▸ WHAT TO DO
Go through the listing and write out all of it exactly.

☆ ☆ ☆ ☆ ☆

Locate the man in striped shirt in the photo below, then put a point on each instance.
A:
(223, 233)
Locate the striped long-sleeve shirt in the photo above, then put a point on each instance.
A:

☆ ☆ ☆ ☆ ☆

▸ SOLUTION
Locate the man in striped shirt in the photo below, then put a point on each instance.
A:
(223, 233)
Locate the striped long-sleeve shirt in the photo above, then put a point on each instance.
A:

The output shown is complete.